• **DIRECTIONS FOR THIS TASK**
Exactly reproduce each line of the listing that follows.

═════ MATERIAL FOR THE TASK ═════

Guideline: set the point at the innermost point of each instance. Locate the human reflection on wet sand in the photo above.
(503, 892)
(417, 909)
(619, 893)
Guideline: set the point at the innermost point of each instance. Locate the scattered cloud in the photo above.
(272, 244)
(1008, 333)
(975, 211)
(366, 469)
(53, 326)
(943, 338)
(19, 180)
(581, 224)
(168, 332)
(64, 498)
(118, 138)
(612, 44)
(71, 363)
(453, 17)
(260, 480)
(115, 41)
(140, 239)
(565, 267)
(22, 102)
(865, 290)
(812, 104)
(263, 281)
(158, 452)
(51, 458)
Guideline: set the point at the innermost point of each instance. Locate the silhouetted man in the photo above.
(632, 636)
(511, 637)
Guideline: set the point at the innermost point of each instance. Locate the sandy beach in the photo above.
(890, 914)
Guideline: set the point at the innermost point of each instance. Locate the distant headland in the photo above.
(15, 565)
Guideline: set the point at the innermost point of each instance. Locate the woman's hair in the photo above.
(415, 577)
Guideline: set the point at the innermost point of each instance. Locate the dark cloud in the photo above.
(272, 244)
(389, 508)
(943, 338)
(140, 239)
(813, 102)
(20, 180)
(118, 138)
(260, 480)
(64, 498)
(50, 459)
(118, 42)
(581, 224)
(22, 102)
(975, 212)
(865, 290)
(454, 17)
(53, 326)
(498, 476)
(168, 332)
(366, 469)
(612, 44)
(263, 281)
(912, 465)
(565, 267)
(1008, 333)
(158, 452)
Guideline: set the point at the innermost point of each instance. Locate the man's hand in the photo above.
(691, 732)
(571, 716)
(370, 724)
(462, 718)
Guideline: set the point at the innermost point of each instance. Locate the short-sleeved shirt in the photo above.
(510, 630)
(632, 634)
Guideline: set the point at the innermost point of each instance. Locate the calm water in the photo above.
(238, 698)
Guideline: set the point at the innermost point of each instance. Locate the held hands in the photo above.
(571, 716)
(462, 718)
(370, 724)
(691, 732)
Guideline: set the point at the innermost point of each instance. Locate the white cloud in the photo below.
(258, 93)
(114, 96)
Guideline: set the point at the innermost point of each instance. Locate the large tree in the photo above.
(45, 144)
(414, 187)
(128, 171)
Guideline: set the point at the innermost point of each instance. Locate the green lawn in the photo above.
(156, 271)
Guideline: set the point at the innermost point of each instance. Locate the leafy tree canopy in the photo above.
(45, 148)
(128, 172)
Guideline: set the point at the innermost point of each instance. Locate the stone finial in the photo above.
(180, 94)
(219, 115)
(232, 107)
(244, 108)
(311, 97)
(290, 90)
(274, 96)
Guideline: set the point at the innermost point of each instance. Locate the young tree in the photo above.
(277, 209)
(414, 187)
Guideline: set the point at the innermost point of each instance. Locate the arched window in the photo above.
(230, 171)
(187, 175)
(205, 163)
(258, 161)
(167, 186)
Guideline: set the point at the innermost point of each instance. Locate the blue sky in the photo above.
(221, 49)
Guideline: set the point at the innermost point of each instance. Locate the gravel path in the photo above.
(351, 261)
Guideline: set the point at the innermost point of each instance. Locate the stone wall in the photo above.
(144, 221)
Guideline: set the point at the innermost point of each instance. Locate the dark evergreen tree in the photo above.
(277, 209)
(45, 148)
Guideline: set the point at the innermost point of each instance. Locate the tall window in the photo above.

═════

• **ANSWER**
Guideline: set the point at the innermost point of each instance. Locate the human reflection on wet sand in the photo above.
(503, 892)
(417, 909)
(619, 893)
Guideline: set the point at the innermost point of each instance. Locate the scattered cloud in the photo above.
(272, 244)
(1008, 333)
(975, 211)
(366, 469)
(53, 326)
(943, 338)
(19, 180)
(581, 224)
(168, 332)
(64, 498)
(118, 138)
(612, 44)
(71, 363)
(453, 17)
(260, 480)
(115, 41)
(140, 239)
(565, 267)
(22, 102)
(865, 290)
(812, 104)
(263, 281)
(158, 452)
(51, 458)
Guideline: set the point at the innermost point of each instance. Locate the silhouetted man in the photo above.
(632, 636)
(511, 637)
Guideline: set the point at the innermost point of each instance. Locate the sandy beach in the photo above.
(890, 914)
Guideline: set the point at the innermost point of each instance. Locate the distant headland in the photo above.
(15, 565)
Guideline: set the point at the innermost point of each instance. Locate the woman's hair in the photo above.
(415, 577)
Guideline: set the point at the innermost point of each instance. Locate the dark cloud in the photo above.
(272, 244)
(389, 508)
(943, 338)
(140, 239)
(813, 102)
(20, 180)
(118, 138)
(260, 480)
(64, 498)
(50, 459)
(118, 42)
(581, 224)
(22, 102)
(975, 212)
(865, 290)
(454, 17)
(53, 326)
(498, 476)
(168, 332)
(366, 469)
(612, 44)
(263, 281)
(912, 465)
(565, 267)
(1008, 333)
(158, 452)
Guideline: set the point at the innermost point of each instance. Locate the man's hand in the photo above.
(691, 732)
(571, 716)
(370, 724)
(462, 718)
Guideline: set the point at the innermost point of each instance. Locate the short-sleeved shirt in the photo above.
(510, 630)
(632, 634)
Guideline: set the point at the innermost point of each instance. Locate the calm water in the photo above.
(238, 698)
Guideline: set the point at the innermost point of each instance. Locate the held hands in the photo above.
(571, 716)
(462, 718)
(370, 724)
(691, 732)
Guideline: set the point at the innermost point of each instance. Locate the white cloud in the photo below.
(258, 93)
(114, 96)
Guideline: set the point at the innermost point of each instance. Locate the large tree in the photo above.
(45, 144)
(414, 187)
(128, 171)
Guideline: set the point at the innermost point of each instance. Locate the green lawn in the photo above.
(156, 271)
Guideline: set the point at the innermost point of each instance. Locate the leafy tree canopy in the photo above.
(45, 148)
(128, 172)
Guideline: set the point at the innermost point of each instance. Locate the stone finial in the photo above.
(180, 94)
(219, 115)
(232, 107)
(244, 108)
(311, 97)
(290, 90)
(274, 96)
Guideline: set the point at the innermost point of each instance. Locate the young tree in the photo above.
(277, 209)
(414, 187)
Guideline: set the point at the innermost point of each instance. Locate the arched window in the photo above.
(230, 171)
(187, 175)
(205, 163)
(258, 161)
(167, 186)
Guideline: set the point at the innermost point of each instance. Locate the blue sky in the photo above.
(221, 49)
Guideline: set the point at the innermost point of each instance. Locate the gravel path in the photo above.
(351, 261)
Guideline: set the point at the innermost point of each instance. Locate the stone wall in the photo above.
(144, 221)
Guideline: set the point at the innermost point of each instance. Locate the dark evergreen tree in the photo above.
(277, 209)
(45, 148)
Guideline: set the point at the innermost point of each instance. Locate the tall window in the photo above.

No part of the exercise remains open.